● **WHAT TO PRODUCE**: Can you write out again the lines between the one holding "--target dock --all-instances" and the one holding "M 144 87 L 165", inclusive, adding -104 to every coordinate in the answer outlines and keeping everything else as it stands?

Outline records:
** BEGIN **

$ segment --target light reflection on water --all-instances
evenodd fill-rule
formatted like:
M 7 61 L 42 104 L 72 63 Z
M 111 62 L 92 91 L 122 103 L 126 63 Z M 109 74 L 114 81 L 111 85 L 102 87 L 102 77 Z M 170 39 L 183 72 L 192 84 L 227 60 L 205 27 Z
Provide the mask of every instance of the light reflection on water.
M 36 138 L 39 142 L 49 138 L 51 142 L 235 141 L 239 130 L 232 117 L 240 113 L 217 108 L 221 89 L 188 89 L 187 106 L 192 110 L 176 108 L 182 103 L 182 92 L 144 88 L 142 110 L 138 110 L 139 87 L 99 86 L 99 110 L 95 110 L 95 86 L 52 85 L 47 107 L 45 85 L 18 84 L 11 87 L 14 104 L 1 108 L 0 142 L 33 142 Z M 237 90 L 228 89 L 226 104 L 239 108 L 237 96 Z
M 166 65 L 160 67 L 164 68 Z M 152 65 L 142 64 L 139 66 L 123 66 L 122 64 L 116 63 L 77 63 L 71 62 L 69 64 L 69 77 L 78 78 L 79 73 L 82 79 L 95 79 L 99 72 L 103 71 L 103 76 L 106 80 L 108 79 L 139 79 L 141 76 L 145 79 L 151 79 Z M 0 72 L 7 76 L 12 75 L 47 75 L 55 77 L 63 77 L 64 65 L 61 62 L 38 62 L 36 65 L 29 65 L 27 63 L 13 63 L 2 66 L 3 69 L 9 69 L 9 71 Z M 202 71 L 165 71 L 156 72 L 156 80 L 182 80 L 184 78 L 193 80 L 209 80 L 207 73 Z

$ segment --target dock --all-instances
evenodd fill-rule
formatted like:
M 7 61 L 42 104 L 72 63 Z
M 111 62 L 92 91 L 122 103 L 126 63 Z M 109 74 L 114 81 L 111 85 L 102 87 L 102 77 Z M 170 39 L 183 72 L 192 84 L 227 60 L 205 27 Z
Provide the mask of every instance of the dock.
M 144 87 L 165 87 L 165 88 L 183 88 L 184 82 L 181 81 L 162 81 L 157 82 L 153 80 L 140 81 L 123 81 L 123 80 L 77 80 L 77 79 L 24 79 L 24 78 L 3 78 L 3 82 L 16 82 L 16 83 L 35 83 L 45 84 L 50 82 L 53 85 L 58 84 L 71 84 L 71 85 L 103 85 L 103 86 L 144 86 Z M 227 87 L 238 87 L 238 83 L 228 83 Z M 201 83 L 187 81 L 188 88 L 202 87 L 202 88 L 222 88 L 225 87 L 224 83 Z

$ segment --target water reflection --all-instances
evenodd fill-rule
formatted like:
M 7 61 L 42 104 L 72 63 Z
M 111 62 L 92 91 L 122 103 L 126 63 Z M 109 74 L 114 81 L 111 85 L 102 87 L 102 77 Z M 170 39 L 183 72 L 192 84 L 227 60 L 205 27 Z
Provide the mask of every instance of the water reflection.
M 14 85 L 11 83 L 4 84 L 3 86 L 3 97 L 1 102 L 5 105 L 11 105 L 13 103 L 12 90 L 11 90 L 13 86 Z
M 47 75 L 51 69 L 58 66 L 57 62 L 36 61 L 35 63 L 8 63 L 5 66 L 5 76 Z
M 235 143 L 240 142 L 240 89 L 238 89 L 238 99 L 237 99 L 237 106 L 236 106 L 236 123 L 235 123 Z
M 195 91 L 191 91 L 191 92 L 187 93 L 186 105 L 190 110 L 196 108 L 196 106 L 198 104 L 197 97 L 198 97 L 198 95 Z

** END **

● **FINAL RESULT**:
$ segment --target dock --all-instances
evenodd fill-rule
formatted like:
M 7 61 L 42 104 L 72 63 Z
M 111 62 L 92 91 L 122 103 L 126 63 Z M 109 74 L 114 81 L 111 85 L 102 87 L 102 77 Z M 170 39 L 183 72 L 192 84 L 227 60 L 205 27 Z
Provide the mask of every instance of the dock.
M 40 -17 L 61 -17 L 61 -16 L 79 -16 L 80 -22 L 77 -23 L 58 -23 L 53 -22 L 49 -24 L 36 -23 L 19 -23 L 19 -24 L -27 -24 L -27 -25 L -80 -25 L -80 -26 L -101 -26 L -101 -22 L -88 -22 L -88 -21 L -69 -21 L -59 -20 L -54 -22 L -51 -19 L -46 -20 L -33 -20 L -33 -19 L -1 -19 L -1 -18 L 40 -18 Z M 123 -17 L 134 -17 L 134 -21 L 124 -21 Z M 97 -21 L 83 -23 L 84 -16 L 98 -17 L 98 -16 L 118 -16 L 121 -17 L 120 -21 Z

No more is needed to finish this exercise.